--- START OF Records for this exercise ---

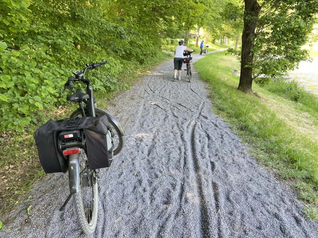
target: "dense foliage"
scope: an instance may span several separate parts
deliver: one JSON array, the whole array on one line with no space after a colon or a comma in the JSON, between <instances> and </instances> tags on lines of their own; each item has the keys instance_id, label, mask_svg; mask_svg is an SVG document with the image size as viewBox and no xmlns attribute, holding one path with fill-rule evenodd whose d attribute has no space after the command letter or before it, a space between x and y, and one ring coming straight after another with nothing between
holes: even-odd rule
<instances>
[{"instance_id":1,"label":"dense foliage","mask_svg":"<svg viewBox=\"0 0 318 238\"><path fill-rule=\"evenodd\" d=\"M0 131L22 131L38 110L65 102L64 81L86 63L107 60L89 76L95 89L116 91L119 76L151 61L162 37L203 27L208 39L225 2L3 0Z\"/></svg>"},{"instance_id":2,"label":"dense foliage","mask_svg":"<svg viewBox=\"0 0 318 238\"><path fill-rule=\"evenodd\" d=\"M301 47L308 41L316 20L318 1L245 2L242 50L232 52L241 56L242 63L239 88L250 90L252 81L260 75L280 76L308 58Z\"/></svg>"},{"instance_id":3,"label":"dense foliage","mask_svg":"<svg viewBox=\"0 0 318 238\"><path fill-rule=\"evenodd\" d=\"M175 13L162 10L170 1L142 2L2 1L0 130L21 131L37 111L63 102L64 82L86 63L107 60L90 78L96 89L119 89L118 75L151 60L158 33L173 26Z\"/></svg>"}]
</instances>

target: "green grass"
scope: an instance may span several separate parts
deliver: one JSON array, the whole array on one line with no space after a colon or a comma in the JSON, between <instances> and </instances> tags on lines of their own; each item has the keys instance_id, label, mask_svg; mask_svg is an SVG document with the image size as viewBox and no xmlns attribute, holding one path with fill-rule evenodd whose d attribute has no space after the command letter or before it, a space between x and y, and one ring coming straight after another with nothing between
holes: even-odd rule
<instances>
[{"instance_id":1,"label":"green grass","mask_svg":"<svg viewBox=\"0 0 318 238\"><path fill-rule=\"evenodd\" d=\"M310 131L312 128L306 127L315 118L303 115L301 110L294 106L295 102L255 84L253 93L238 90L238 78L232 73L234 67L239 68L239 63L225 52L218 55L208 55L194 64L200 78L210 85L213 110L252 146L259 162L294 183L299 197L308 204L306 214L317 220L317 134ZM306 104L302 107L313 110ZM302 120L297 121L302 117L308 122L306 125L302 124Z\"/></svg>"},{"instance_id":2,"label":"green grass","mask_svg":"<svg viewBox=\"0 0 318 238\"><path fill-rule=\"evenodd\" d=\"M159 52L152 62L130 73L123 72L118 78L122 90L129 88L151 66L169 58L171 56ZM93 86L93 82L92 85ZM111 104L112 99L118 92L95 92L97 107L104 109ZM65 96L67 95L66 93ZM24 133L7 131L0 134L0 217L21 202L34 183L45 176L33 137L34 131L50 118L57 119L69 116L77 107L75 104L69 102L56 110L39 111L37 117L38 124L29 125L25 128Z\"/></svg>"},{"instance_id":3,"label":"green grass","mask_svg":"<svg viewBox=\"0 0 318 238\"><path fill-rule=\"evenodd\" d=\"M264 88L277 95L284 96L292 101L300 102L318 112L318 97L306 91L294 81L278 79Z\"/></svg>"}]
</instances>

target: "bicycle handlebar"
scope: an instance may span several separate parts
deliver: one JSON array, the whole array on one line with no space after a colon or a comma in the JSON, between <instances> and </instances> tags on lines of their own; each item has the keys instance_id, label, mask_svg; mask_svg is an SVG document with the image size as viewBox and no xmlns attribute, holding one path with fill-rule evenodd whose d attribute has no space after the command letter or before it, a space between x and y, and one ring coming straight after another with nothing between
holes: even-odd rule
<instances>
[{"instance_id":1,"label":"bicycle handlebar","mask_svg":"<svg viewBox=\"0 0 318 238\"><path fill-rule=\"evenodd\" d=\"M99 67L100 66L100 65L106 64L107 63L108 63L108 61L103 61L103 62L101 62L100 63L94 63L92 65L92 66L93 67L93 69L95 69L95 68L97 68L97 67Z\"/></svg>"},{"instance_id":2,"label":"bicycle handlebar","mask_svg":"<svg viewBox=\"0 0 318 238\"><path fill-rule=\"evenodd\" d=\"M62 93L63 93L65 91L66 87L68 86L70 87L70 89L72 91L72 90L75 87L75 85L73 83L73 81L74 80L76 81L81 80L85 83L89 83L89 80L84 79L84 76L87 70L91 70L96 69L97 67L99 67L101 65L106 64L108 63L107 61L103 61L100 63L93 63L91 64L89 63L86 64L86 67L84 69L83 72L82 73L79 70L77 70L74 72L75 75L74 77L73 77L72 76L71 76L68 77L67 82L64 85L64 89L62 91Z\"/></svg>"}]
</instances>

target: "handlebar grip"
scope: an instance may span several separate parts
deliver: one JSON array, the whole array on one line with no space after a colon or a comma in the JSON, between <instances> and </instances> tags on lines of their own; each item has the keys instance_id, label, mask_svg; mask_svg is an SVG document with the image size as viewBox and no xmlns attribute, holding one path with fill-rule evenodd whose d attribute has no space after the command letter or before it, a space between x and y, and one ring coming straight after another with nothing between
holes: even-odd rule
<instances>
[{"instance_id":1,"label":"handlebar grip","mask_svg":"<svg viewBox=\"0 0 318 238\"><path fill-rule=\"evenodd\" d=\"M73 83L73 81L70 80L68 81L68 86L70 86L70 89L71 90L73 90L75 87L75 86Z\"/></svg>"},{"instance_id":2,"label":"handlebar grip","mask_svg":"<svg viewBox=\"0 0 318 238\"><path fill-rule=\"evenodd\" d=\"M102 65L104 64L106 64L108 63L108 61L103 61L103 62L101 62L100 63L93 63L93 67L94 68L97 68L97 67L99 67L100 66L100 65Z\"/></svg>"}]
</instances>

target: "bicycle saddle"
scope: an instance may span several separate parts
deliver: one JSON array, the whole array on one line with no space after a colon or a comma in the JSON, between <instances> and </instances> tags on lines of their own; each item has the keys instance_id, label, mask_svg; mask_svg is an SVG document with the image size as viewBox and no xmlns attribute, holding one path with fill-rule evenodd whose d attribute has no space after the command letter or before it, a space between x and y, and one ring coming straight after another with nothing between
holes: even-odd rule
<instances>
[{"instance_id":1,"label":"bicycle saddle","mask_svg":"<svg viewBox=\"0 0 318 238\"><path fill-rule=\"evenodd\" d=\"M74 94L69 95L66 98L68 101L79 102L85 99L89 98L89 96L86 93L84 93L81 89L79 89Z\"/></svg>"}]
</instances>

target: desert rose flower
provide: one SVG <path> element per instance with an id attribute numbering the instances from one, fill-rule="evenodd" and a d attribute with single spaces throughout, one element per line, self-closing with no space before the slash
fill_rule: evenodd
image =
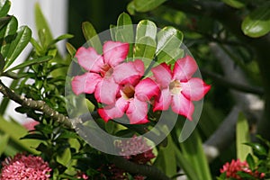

--- END OF Records for this exercise ---

**Goal**
Reproduce every entry above word for word, omitting the pictures.

**Solution to this problem**
target: "dense foliage"
scope: an instance may span several separate parts
deliver: one JSON array, the whole array on one line with no space after a colon or a comma in the JSON, between <instances> and </instances> tags on lines of their own; each item has the keys instance_id, label, mask_svg; mask_svg is an SVG document with the image size as viewBox and no xmlns attribute, holding one path with fill-rule evenodd whose d attribute has no space after the command letter or before it, a space between x and y, and one ring coming straight after another with nothing between
holes: even-odd rule
<instances>
[{"instance_id":1,"label":"dense foliage","mask_svg":"<svg viewBox=\"0 0 318 238\"><path fill-rule=\"evenodd\" d=\"M0 131L22 131L38 110L65 102L64 81L86 63L107 60L89 76L95 89L116 91L119 76L151 61L162 37L203 27L208 39L225 2L3 0Z\"/></svg>"},{"instance_id":2,"label":"dense foliage","mask_svg":"<svg viewBox=\"0 0 318 238\"><path fill-rule=\"evenodd\" d=\"M301 47L308 41L316 20L318 1L245 2L242 50L232 52L241 56L242 63L239 88L250 90L252 81L260 75L280 76L308 58Z\"/></svg>"},{"instance_id":3,"label":"dense foliage","mask_svg":"<svg viewBox=\"0 0 318 238\"><path fill-rule=\"evenodd\" d=\"M175 13L162 10L170 1L142 2L2 1L0 130L21 131L37 111L63 102L64 82L86 63L107 60L90 78L96 89L119 89L118 75L151 60L158 33L173 26Z\"/></svg>"}]
</instances>

target: "green grass"
scope: an instance may span several separate parts
deliver: one JSON array, the whole array on one line with no space after a colon or a comma in the JSON, between <instances> and </instances> tags on lines of their own; each item has the keys instance_id, label, mask_svg; mask_svg is an SVG document with the image size as viewBox and no xmlns attribute, holding one path with fill-rule evenodd whose d attribute has no space after the command letter or before it, a space between x and y, and one ring coming straight after another with nothing between
holes: even-odd rule
<instances>
[{"instance_id":1,"label":"green grass","mask_svg":"<svg viewBox=\"0 0 318 238\"><path fill-rule=\"evenodd\" d=\"M310 131L312 128L306 127L315 118L303 115L301 110L294 106L295 102L255 84L253 93L238 90L238 78L232 73L234 67L239 68L239 63L225 52L218 55L208 55L194 64L200 78L210 85L213 110L252 146L259 162L294 183L299 197L308 204L306 214L317 220L317 134ZM306 104L302 107L313 110ZM302 120L297 121L302 117L308 122L306 125L302 124Z\"/></svg>"},{"instance_id":2,"label":"green grass","mask_svg":"<svg viewBox=\"0 0 318 238\"><path fill-rule=\"evenodd\" d=\"M159 52L152 62L130 73L123 72L118 78L122 90L129 88L151 66L169 58L171 56ZM93 86L93 82L92 85ZM111 104L112 99L118 92L95 92L97 107L104 109ZM65 96L67 95L66 93ZM24 133L7 131L0 134L0 217L21 202L34 183L45 176L33 137L34 131L50 118L57 119L69 116L77 107L75 104L69 102L56 110L39 111L37 117L38 124L29 125L25 128Z\"/></svg>"},{"instance_id":3,"label":"green grass","mask_svg":"<svg viewBox=\"0 0 318 238\"><path fill-rule=\"evenodd\" d=\"M264 88L277 95L284 96L292 101L300 102L318 112L318 97L306 91L294 81L278 79Z\"/></svg>"}]
</instances>

target: "bicycle handlebar"
scope: an instance may span several separate parts
deliver: one JSON array, the whole array on one line with no space after a colon or a comma in the JSON, between <instances> and </instances> tags on lines of their own; each item has the keys instance_id, label, mask_svg; mask_svg is an SVG document with the image size as viewBox and no xmlns attribute, holding one path with fill-rule evenodd whose d attribute has no space after the command letter or before it, a space between x and y, and one ring coming straight after another with nothing between
holes: even-odd rule
<instances>
[{"instance_id":1,"label":"bicycle handlebar","mask_svg":"<svg viewBox=\"0 0 318 238\"><path fill-rule=\"evenodd\" d=\"M99 67L100 66L100 65L106 64L107 63L108 63L108 61L103 61L103 62L101 62L100 63L94 63L92 65L92 66L93 67L93 69L95 69L95 68L97 68L97 67Z\"/></svg>"},{"instance_id":2,"label":"bicycle handlebar","mask_svg":"<svg viewBox=\"0 0 318 238\"><path fill-rule=\"evenodd\" d=\"M62 93L63 93L65 91L66 87L68 86L70 87L70 89L72 91L72 90L75 87L75 85L73 83L73 81L74 80L76 81L81 80L85 83L89 83L89 80L84 79L84 76L87 70L91 70L96 69L97 67L99 67L101 65L106 64L108 63L107 61L103 61L100 63L93 63L91 64L89 63L86 64L86 67L84 69L83 72L82 73L79 70L77 70L74 72L75 75L74 77L73 77L72 76L71 76L68 77L67 82L64 85L64 89L62 91Z\"/></svg>"}]
</instances>

target: "handlebar grip"
scope: an instance may span several separate parts
deliver: one JSON array, the whole array on one line with no space after a colon or a comma in the JSON, between <instances> and </instances> tags on lines of their own; each item has the keys instance_id, label, mask_svg; mask_svg is an SVG document with the image size as viewBox and no xmlns attribute, holding one path with fill-rule evenodd whose d attribute has no space after the command letter or before it, a space between x and y, and one ring coming straight after another with nothing between
holes: even-odd rule
<instances>
[{"instance_id":1,"label":"handlebar grip","mask_svg":"<svg viewBox=\"0 0 318 238\"><path fill-rule=\"evenodd\" d=\"M73 83L73 81L70 80L68 81L68 86L70 86L70 89L71 90L73 90L75 87L75 86Z\"/></svg>"},{"instance_id":2,"label":"handlebar grip","mask_svg":"<svg viewBox=\"0 0 318 238\"><path fill-rule=\"evenodd\" d=\"M102 65L104 64L106 64L108 63L108 61L103 61L103 62L101 62L100 63L93 63L93 67L94 68L97 68L97 67L99 67L100 66L100 65Z\"/></svg>"}]
</instances>

target: "bicycle saddle"
scope: an instance may span several separate parts
deliver: one JSON array, the whole array on one line with no space after a colon or a comma in the JSON, between <instances> and </instances> tags on lines of their own; each item has the keys instance_id, label, mask_svg; mask_svg is an SVG document with the image size as viewBox and no xmlns attribute, holding one path with fill-rule evenodd whose d attribute has no space after the command letter or before it, a space between x and y, and one ring coming straight after another with nothing between
holes: even-odd rule
<instances>
[{"instance_id":1,"label":"bicycle saddle","mask_svg":"<svg viewBox=\"0 0 318 238\"><path fill-rule=\"evenodd\" d=\"M74 94L69 95L66 98L68 101L79 102L85 99L89 98L89 96L86 93L84 93L81 89L79 89Z\"/></svg>"}]
</instances>

target: desert rose flower
provide: one SVG <path> element per instance with an id attribute numbering the instances from one, fill-rule="evenodd" and a d attribute with single spaces throughout, one element per line, self-closing with no space before the slash
fill_rule: evenodd
image =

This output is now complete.